Exercise instructions -
**1)** In the mailing-list thread on WSGI path decoding, which variable does Ian Bicking say holds the quoted value in CGI implementations?
**2)** Reproduce the mailing-list thread on WSGI path decoding word for word, from "2008-01-21 Thread Ian" up to and including "that demands this.".
**3)** Resume the mailing-list thread on WSGI path decoding from the point where it stops.

Extract -
• • • •
2008-01-21 Thread Ian Bicking
Luis Bruno wrote:
> Hello y'all, delurking,
> 
> I'm using a /-delimited path, %-encoding each literal '/' appearing in 
> the path segments. I was not amused to see egg:Paste#http urldecoding 
> the whole PATH_INFO.

Unfortunately this is in the WSGI spec, so it's not Paste#http so much 
as WSGI that demands this.

I think in the CGI implementations this is kind of handled by 
REQUEST_URI containing the quoted value.  But relating REQUEST_URI with 
SCRIPT_NAME/PATH_INFO is awkward and having the information in duplicate 
places can lead to errors and unclear situations if they don't match up 
properly.

> Ben Bangert wrote:
>> This recently became an issue, when a user noticed that the %2B URL 
>> encoding for a + sign, had turned into a space when it hit their app.
• • • •
Entries on locating named things -
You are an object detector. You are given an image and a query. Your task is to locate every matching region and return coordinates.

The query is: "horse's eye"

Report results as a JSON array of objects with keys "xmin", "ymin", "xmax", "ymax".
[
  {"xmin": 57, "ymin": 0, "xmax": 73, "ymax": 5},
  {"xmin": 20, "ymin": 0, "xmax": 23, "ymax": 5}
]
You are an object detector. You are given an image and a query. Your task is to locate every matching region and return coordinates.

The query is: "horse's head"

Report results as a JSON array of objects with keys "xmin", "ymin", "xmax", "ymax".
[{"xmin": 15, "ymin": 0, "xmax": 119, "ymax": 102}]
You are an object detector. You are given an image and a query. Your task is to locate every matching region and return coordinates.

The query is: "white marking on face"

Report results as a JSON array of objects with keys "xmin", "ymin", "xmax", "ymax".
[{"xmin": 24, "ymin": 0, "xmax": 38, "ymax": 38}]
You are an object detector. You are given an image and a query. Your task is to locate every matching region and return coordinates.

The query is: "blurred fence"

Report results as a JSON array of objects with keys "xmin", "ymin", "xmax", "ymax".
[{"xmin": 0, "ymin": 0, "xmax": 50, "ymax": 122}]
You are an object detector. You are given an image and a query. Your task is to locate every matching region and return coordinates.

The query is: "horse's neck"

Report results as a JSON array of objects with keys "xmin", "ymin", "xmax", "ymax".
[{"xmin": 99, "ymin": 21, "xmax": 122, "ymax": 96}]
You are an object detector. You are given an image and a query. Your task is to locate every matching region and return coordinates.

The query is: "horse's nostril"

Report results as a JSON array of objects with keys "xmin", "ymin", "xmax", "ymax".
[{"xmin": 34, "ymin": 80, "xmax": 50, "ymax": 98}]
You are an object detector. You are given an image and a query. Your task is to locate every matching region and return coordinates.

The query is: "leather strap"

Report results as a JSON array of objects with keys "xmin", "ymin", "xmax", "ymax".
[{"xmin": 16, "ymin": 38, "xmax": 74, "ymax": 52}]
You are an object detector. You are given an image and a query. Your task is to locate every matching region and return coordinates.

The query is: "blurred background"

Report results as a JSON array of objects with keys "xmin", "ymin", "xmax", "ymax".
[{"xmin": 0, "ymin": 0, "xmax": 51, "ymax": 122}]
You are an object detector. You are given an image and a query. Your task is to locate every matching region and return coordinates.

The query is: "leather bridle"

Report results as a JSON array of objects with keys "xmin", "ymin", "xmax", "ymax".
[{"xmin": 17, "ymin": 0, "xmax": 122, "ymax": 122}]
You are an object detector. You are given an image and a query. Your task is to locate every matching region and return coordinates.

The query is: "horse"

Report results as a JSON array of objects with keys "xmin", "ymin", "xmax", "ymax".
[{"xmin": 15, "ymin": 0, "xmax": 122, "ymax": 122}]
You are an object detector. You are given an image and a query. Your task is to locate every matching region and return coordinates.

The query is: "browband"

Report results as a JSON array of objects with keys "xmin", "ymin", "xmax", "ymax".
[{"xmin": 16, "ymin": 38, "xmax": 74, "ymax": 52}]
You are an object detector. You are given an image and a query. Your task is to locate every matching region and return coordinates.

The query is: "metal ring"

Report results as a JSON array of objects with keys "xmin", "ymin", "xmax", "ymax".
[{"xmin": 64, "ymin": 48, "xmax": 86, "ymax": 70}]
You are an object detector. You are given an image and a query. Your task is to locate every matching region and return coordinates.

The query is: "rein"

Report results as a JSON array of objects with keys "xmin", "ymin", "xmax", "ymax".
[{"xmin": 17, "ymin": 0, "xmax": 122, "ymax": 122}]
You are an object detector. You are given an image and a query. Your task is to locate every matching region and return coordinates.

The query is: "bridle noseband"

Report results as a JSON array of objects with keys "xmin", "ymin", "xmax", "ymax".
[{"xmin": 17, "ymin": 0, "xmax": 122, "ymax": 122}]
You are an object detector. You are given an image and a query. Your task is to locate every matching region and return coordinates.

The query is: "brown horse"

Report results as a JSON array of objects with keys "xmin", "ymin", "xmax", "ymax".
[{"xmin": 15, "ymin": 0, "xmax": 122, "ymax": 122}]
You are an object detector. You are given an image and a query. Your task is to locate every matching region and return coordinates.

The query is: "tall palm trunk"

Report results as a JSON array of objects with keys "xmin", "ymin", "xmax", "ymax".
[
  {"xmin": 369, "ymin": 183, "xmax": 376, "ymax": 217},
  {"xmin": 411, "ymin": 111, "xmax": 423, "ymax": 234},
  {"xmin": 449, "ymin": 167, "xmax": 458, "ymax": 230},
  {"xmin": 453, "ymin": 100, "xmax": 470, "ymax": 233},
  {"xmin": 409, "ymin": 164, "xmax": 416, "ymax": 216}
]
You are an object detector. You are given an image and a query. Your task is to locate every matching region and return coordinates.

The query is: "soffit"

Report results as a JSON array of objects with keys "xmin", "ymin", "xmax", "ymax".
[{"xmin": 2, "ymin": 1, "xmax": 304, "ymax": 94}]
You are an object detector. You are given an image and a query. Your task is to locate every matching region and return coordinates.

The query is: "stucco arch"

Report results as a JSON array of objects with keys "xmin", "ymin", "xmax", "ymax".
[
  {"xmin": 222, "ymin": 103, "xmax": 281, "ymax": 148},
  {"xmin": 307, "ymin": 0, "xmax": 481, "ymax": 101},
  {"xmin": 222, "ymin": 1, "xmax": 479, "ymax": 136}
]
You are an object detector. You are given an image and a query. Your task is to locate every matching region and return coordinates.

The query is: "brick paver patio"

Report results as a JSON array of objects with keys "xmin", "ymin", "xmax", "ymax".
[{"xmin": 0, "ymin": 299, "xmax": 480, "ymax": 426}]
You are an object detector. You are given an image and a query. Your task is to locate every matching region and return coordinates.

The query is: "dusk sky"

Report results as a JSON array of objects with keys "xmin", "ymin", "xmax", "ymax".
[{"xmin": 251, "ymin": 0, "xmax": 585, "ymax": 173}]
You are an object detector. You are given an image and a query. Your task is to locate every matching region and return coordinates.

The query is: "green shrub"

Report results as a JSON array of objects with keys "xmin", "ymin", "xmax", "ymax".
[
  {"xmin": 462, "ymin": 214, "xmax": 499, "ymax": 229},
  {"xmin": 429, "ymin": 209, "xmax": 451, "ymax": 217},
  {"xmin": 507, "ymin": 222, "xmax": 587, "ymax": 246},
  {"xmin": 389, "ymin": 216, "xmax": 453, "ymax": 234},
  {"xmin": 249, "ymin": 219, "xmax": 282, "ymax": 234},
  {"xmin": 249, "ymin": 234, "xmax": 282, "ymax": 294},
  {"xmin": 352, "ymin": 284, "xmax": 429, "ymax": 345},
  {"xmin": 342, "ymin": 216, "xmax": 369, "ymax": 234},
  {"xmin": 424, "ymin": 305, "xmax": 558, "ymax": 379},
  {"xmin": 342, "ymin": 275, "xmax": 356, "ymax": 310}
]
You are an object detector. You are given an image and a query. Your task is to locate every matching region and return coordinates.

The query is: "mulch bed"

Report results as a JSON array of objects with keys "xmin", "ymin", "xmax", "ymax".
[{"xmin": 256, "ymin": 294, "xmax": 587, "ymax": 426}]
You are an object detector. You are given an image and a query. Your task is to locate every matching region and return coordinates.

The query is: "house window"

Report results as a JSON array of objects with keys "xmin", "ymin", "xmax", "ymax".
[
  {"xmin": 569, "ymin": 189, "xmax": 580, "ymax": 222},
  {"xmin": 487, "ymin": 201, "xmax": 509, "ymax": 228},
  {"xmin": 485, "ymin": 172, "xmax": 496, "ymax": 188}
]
• • • •
Results for the exercise -
**1)** REQUEST_URI

**2)**
2008-01-21 Thread Ian Bicking
Luis Bruno wrote:
> Hello y'all, delurking,
> 
> I'm using a /-delimited path, %-encoding each literal '/' appearing in 
> the path segments. I was not amused to see egg:Paste#http urldecoding 
> the whole PATH_INFO.

Unfortunately this is in the WSGI spec, so it's not Paste#http so much 
as WSGI that demands this.

**3)**
> A swift monkey-patch to 
> paste.httpserver.py:WSGIHandlerMixin.wsgi_setup() later, and 
> ORIGINAL_PATH_INFO is part of the WSGI spec in my world. The following 
> URL now Does The Right Thing:
> 
> http://127.0.0.1:5000/catalog/NEC/Computers/Laptops/LN500%2F9DW/

It would be the Right Thing, except for not being WSGI.  I made note of 
this issue on the WSGI 2.0 ideas page, but I don't think anyone 
(including myself) has proposed any good resolution.  Diverging from CGI 
and leaving PATH_INFO/SCRIPT_NAME quoted would work.  But it's libel to 
lead to bugs as it's a fairly subtle thing and for most applications the 
semantics won't change and people won't realize their code is broken for 
some corner case.  I suppose we could remove SCRIPT_NAME and PATH_INFO 
entirely and replace them with new keys.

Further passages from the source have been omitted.